§ EXCERPT:
# # #

Option C M&V calculates top-down normalized carbon abatement performance of behind-the-meter optimization solutions. Additional strategies must be deployed to verify the persistence of each specific solutions, especially when the top-down view shows decaying performance. A common solution is utilizing automated or manual energy standard operating condition (ESOC) auditing to ensure all efficiency gains persist.

Here are three good, better, best examples of ESOC auditing for a project that resulted in an air compressor setpoint reduction:

1.       Manual ESOC audit: 1x/week verify that the air compressor setpoint is set to 90 psig.

2.       Automated SOC audit: surface the air compressor setpoint on a plant dashboard with capabilities to notify an operator when a value drifts from the efficient range.

3.       Hybrid approach: deploy the automated approach described in option #2, then perform regular (but usually infrequent) audits to ensure the automated controls are operating as intended. This approach is akin to systematic or continuous retro commissioning.

 

Today’s solutions

The challenge of measuring energy savings persistence feels daunting. Is it really that important to measure persistence for every individual behind-the-meter carbon abatement improvement? The simple answer is yes, yes, yes. This abatement must last until you and your electrical grid have eliminated all fossil fuels. Even after that, the ongoing cost of abatement is minor in proportion to the energy cost reduction.

# # #

§ EXTRACTED DATA:
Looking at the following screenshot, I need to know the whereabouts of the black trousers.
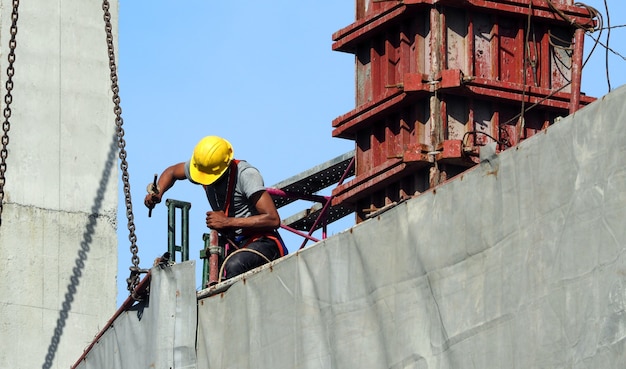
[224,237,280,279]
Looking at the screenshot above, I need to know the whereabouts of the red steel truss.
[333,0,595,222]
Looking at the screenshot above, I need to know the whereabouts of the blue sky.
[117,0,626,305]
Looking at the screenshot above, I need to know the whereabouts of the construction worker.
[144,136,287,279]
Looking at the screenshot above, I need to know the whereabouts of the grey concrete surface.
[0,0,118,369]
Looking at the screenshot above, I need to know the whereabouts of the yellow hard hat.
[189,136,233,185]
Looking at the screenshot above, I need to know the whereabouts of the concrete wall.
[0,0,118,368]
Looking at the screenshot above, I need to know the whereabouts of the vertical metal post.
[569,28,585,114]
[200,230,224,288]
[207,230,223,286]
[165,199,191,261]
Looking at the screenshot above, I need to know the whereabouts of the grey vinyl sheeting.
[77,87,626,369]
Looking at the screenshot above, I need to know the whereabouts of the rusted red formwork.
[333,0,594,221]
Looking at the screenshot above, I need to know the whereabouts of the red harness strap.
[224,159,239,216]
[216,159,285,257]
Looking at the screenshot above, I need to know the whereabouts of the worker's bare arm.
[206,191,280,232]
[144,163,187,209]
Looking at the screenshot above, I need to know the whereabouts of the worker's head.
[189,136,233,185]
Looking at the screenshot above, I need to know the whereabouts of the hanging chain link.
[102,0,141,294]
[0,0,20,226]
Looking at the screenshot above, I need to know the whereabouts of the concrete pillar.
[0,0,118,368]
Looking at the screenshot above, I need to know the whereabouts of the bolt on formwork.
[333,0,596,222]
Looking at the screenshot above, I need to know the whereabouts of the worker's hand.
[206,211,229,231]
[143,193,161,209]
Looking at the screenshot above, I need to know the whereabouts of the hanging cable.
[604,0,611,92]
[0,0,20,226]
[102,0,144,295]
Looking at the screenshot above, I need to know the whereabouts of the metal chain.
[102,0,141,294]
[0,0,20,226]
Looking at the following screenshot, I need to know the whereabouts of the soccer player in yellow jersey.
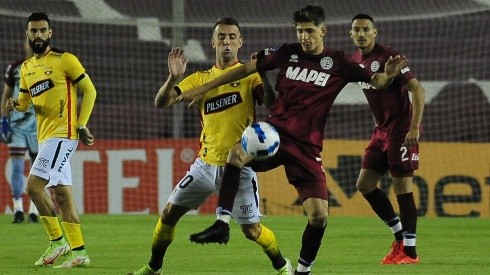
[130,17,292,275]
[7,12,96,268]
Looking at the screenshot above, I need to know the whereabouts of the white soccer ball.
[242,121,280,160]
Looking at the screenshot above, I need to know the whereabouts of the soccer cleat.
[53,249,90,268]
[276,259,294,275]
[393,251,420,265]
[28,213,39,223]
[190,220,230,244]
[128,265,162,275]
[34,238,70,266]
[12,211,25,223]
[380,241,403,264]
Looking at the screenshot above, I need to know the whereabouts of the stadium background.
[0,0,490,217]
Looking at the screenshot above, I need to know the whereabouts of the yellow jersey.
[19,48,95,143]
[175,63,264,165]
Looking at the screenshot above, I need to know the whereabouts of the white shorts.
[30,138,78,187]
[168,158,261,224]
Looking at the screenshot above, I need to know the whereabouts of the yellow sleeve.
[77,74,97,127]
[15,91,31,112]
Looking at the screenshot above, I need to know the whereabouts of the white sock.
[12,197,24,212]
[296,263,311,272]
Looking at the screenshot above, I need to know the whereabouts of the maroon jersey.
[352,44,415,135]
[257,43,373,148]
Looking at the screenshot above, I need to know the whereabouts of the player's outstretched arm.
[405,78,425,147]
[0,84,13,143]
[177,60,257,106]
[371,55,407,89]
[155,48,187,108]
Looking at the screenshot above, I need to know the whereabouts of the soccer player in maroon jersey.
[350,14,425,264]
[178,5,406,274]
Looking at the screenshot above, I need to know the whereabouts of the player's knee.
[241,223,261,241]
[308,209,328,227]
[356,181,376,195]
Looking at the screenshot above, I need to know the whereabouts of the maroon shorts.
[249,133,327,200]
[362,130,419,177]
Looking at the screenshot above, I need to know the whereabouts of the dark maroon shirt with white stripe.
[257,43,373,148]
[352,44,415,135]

# # #

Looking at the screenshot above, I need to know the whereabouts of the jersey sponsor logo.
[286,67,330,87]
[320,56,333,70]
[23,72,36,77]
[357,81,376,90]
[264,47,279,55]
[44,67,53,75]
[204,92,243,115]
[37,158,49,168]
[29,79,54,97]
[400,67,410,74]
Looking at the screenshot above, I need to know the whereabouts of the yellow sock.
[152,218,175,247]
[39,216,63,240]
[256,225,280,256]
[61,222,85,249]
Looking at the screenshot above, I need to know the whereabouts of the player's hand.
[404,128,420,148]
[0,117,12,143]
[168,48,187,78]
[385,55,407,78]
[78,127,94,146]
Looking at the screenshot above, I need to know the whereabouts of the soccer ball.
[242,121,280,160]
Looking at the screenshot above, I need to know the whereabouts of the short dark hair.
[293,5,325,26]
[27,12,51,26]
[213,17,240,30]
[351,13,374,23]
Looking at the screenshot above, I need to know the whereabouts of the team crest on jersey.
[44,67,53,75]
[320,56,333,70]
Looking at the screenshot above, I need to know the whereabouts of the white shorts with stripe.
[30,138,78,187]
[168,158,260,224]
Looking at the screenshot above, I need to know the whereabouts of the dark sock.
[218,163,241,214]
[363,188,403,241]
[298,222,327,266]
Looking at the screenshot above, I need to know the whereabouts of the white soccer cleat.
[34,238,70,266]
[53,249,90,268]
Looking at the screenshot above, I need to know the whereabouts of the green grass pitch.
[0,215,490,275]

# # #

§ EXERCISES TO COMPLETE:
1 - Answer these questions using the excerpt on energy savings persistence.
(a) In the manual ESOC audit, how often is the air compressor setpoint checked, and what should it be set to?
(b) What does the excerpt say the hybrid approach is akin to?
(c) Until when must the abatement last?
2 - Decide whether each statement agrees with the excerpt on energy savings persistence. Answer yes or no, and quote the words of the excerpt that settle it.
(a) The automated audit can alert an operator when a value leaves the efficient range.
(b) The hybrid approach calls for frequent follow-up audits.
(c) Option C M&V takes a bottom-up view of carbon abatement performance.

§ WORKED SOLUTIONS:
1 -
(a) Once a week (1x/week), to confirm it is set to 90 psig.
(b) Systematic or continuous retro commissioning.
(c) Until you and your electrical grid have eliminated all fossil fuels.

2 -
(a) Yes: "capabilities to notify an operator when a value drifts from the efficient range"
(b) No: "perform regular (but usually infrequent) audits"
(c) No: "Option C M&V calculates top-down normalized carbon abatement performance"